_REQUIREMENT_:
Reprint the full listing exactly.

_SOURCE DATA_:
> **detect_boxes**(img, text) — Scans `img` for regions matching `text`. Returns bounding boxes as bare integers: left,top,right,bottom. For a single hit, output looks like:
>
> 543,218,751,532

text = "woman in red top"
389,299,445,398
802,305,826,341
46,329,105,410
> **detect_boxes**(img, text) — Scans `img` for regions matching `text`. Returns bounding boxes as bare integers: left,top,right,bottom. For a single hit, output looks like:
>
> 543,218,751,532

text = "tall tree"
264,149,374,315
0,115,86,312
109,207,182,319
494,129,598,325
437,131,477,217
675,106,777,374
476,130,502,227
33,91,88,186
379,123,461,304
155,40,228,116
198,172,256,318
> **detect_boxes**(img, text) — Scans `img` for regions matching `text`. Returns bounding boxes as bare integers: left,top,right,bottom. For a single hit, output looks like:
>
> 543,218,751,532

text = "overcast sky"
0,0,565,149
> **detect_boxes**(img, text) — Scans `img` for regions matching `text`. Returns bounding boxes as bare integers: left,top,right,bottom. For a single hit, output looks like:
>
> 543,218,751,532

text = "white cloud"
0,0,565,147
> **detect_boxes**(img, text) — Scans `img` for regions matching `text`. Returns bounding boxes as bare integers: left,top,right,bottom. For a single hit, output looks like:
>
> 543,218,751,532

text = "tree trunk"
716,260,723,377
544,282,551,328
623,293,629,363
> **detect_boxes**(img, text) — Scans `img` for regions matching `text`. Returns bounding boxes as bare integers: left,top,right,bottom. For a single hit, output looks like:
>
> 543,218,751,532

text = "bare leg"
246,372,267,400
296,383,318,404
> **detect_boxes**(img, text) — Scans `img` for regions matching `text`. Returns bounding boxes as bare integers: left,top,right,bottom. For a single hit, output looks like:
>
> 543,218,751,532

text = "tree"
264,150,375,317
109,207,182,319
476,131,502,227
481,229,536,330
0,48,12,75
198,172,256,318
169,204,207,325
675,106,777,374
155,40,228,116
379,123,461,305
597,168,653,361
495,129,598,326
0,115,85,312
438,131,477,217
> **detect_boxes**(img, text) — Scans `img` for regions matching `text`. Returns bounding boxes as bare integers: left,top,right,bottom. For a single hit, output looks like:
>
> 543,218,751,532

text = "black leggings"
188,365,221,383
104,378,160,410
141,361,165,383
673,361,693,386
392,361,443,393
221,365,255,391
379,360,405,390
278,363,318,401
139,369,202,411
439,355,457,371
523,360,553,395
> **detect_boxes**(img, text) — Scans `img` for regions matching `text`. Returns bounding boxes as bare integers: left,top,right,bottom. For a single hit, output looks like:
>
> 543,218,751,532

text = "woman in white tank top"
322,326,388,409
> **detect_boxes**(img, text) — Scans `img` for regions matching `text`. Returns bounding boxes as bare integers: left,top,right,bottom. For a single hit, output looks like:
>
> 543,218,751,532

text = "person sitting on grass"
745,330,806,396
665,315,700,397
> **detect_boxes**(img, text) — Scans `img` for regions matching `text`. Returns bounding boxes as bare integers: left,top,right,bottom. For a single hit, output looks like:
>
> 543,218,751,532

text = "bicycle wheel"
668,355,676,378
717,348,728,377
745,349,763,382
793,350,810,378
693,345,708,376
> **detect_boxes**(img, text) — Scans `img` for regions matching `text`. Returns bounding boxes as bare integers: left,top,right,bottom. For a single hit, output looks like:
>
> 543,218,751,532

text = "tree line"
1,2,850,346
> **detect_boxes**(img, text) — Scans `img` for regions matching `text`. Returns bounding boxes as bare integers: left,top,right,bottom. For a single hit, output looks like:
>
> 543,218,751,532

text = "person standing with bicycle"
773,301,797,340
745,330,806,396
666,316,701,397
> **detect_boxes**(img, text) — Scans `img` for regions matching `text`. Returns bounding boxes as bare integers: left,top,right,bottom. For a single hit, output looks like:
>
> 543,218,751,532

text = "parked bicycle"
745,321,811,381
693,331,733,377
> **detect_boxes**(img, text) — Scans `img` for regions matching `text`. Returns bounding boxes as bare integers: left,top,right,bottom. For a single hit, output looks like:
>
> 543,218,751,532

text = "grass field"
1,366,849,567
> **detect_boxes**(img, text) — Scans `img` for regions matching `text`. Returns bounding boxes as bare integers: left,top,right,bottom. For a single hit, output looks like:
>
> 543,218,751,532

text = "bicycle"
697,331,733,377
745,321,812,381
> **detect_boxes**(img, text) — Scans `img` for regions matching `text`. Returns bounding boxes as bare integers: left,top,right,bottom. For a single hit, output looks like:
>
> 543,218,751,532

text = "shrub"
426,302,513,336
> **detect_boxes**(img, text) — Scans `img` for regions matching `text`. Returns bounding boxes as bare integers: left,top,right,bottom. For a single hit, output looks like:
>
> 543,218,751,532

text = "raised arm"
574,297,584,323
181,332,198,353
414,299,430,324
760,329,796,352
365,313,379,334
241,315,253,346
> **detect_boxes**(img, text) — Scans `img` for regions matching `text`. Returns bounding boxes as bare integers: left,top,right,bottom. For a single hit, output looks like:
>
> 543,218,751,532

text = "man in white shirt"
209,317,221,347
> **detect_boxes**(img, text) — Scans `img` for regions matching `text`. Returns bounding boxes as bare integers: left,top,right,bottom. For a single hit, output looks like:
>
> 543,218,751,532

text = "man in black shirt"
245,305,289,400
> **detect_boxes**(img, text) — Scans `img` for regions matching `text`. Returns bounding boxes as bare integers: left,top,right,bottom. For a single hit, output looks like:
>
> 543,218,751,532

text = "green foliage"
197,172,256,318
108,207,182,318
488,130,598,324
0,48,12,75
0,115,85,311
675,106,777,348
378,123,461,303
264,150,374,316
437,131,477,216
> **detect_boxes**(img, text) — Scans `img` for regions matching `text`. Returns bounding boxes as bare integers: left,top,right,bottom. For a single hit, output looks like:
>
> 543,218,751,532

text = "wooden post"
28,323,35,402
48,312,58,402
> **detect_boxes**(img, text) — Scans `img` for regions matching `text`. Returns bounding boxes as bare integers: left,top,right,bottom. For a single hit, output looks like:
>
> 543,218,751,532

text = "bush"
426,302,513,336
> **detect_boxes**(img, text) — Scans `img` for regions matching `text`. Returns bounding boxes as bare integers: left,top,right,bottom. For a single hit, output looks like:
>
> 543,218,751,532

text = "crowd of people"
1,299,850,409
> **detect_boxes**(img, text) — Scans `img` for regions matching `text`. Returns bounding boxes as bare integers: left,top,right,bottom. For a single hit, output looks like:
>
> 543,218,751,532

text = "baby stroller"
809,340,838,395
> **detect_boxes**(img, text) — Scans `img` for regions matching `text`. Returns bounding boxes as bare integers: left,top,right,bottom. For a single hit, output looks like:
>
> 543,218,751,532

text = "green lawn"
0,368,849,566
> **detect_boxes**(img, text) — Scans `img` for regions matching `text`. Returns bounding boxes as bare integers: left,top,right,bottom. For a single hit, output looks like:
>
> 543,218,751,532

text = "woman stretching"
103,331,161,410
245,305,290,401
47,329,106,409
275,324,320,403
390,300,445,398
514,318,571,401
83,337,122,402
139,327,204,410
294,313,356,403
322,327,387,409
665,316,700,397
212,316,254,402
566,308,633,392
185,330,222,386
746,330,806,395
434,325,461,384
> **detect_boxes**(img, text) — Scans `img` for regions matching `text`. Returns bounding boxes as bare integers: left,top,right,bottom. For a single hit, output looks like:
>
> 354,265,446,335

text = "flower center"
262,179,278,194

_PROBLEM SOLUTION_:
> **detect_boxes**(img, text) — Scans `img` for regions matching `text`. Returns bounding boxes as bare integers: left,top,right,bottom. For a single hit, output looks like:
>
> 543,218,751,532

text = "woman in red top"
389,299,445,398
802,305,826,341
46,329,105,410
> **detect_boxes**(img, text) — Scans `img` for regions matching `text`. Returns bounding boxes as bare integers: left,top,right,bottom. For a single hit, output looks like:
>
> 543,218,751,532

text = "tall tree"
264,149,374,315
0,115,86,312
109,207,182,319
494,129,598,325
437,131,477,217
675,106,777,374
476,130,502,227
33,91,88,186
379,123,461,304
155,40,228,116
198,172,256,318
> **detect_boxes**(img, text) — Scans `img` for regions matching `text`. Returns bounding boxes as bare integers: left,top,right,bottom. For a single hit, output looks like:
>
> 543,218,751,532

text = "overcast sky"
0,0,565,149
> **detect_boxes**(img, text) — Scans `img` for regions matching `text`. Returns bounding boxes as bare integers: left,top,right,bottom. For a single hit, output looks like:
>
> 543,218,751,532

text = "white cloud"
0,0,565,147
> **detect_boxes**(img, text) — Scans `img` for regions matching `text`. Returns bounding boxes as bare integers: left,top,right,bottom. For a single hit, output looks like:
>
> 543,218,751,532

text = "tree trunk"
716,260,723,377
544,282,551,328
623,293,629,363
> **detect_boxes**(img, text) — Scans `img` for regions matching `text`. Returns bounding boxes as bare integers: left,top,right,bottom. For a single hit, output looks like:
>
> 543,218,751,532

text = "bare leg"
246,372,267,400
296,383,318,404
> **detect_boxes**(img, text) — Scans `img` for regions matching `text`. Returns bounding boxes as bare integers: left,top,right,bottom. For a single hit, output looks like:
>
> 543,218,751,532

text = "tree"
264,150,375,317
109,207,182,319
476,131,502,227
481,229,536,330
0,48,12,75
198,172,256,318
169,204,207,325
675,106,777,374
155,40,228,116
379,123,461,305
597,168,653,361
495,129,598,326
0,115,85,312
438,131,477,217
> **detect_boxes**(img, text) — Scans `img` for regions matching `text`. Returns bounding boxes as bare integers: left,top,right,bottom. For a single hit, output looks like:
>
> 543,218,751,532

text = "black leggings"
188,365,221,383
104,378,160,410
141,361,165,383
673,361,693,386
392,361,443,393
221,365,255,391
379,360,405,390
278,363,318,401
139,369,202,411
439,355,457,371
523,360,553,395
> **detect_boxes**(img, text) — Scans `img` for regions matching `text`. Returns bounding boxes as bare integers: left,top,right,bottom. For a single hit, output looks like:
>
> 543,218,751,532

text = "woman in white tank top"
322,326,388,409
> **detect_boxes**(img, text) — Scans `img` for regions matching `text`. Returns bounding boxes as bare integers: left,top,right,bottom. For a single hit, output looks like:
>
> 543,218,751,532

text = "person sitting on grass"
745,330,806,396
665,315,700,397
> **detect_boxes**(img, text) — Scans `img` for regions matching `text`. Returns bounding boxes as bare integers: left,top,right,bottom. For a single hit, output looks like:
>
> 543,218,751,532

text = "bicycle wheel"
668,355,676,378
717,348,728,377
745,349,763,382
793,350,810,378
693,345,708,376
> **detect_boxes**(img, text) — Scans `img` for regions matching `text`. Returns bounding boxes as bare integers: left,top,right,bottom. For a single hit, output looks like:
>
> 543,218,751,532

text = "tree line"
1,2,850,346
> **detect_boxes**(img, text) — Scans `img` for regions matching `text`. Returns bounding boxes as bare integers: left,top,right,bottom. For a single hit, output looks like:
>
> 543,218,751,532

text = "person standing with bicycle"
773,301,797,340
745,330,806,396
666,316,701,397
> **detect_boxes**(img, text) — Scans `img` for regions matching `text`. Returns bounding boxes as bare integers: left,top,right,bottom. For a single hit, output looks like:
>
> 543,218,751,532

text = "parked bicycle"
745,321,811,381
693,331,733,377
> **detect_boxes**(img, text) — Scans `img` for regions matching `text`. Returns bounding boxes as bare integers: left,top,right,bottom. For a single hit, output looks like:
>
> 543,218,751,532

text = "grass field"
1,366,849,567
> **detect_boxes**(img, text) — Scans `img` for regions matching `text`. Returns bounding boxes as bare integers: left,top,right,bottom. For a single hit, output looks like:
>
> 543,218,751,532

text = "bicycle"
697,331,733,377
745,321,812,381
> **detect_boxes**(img, text) — Scans `img` for regions matching `text`. Returns bounding boxes as bare integers: left,top,right,bottom. For a single hit, output looks like:
>
> 543,218,751,532

text = "shrub"
426,302,513,336
> **detect_boxes**(img, text) — Scans `img` for regions matching `text`. Returns bounding boxes as bare integers: left,top,right,bottom. For a single hit, output looks like:
>
> 543,218,751,532

text = "raised arm"
574,297,584,323
181,332,198,353
414,299,430,324
760,329,796,352
365,313,379,334
241,315,253,346
> **detect_boxes**(img, text) — Scans `img` for regions matching `text`. Returns bounding boxes as bare integers: left,top,right,bottom. For a single hit, output looks like:
>
> 543,218,751,532

text = "man in white shirt"
209,317,221,347
> **detect_boxes**(img, text) — Scans `img` for regions matching `text`. Returns bounding boxes as bare integers: left,top,right,bottom. For a single hit, output looks like:
>
> 543,218,751,532

text = "man in black shirt"
245,305,289,400
> **detect_boxes**(img, text) — Scans `img` for regions matching `text`. Returns bounding boxes as bare integers: left,top,right,bottom. For a single hit, output looks like:
>
> 543,218,751,532

text = "green foliage"
197,172,256,318
108,207,182,318
488,130,598,324
0,48,12,75
0,115,85,311
675,106,777,348
378,123,461,303
264,150,374,316
437,131,477,216
> **detect_boxes**(img, text) — Scans `img` for regions matching `text`. Returns bounding boxes as bare integers: left,top,right,bottom. For a single hit, output looks like:
>
> 543,218,751,532

text = "wooden post"
28,323,35,402
48,312,58,402
> **detect_boxes**(img, text) — Scans `img` for regions matching `text`. Returns bounding boxes as bare integers: left,top,right,bottom. For a single hit, output looks like:
>
> 543,218,751,532

text = "bush"
426,302,513,336
> **detect_boxes**(img, text) — Scans `img` for regions matching `text`. Returns bounding boxes as bare integers: left,top,right,bottom. For a single hit, output looks like:
>
> 543,218,751,532

text = "crowd of people"
1,299,850,409
> **detect_boxes**(img, text) — Scans `img` for regions matching `text`. Returns bounding boxes as bare integers: left,top,right,bottom. For a single hit, output looks like:
>
> 543,218,751,532

text = "baby stroller"
809,340,838,395
> **detect_boxes**(img, text) — Scans `img` for regions matching `text`. Returns bounding boxes as bare integers: left,top,right,bottom. For a single hit, output looks like:
>
> 543,218,751,532

text = "green lawn"
0,368,849,566
> **detect_boxes**(img, text) — Scans `img` for regions matching `text`. Returns bounding boxes as bare integers: left,top,right,bottom. For a single hit, output looks like:
>
> 543,218,751,532

text = "woman stretching"
103,331,161,410
245,305,290,401
47,329,106,409
275,324,320,403
390,300,445,398
514,318,571,401
83,337,122,402
139,327,204,410
294,313,356,403
322,327,387,409
665,316,700,397
212,316,254,402
566,308,633,392
185,330,222,386
746,330,806,395
434,325,461,384
> **detect_boxes**(img, text) — Scans `img` for regions matching `text`. Returns bounding boxes as bare integers: left,top,right,bottom. For a single hit, output looks like:
>
> 354,265,446,335

text = "flower center"
262,179,278,194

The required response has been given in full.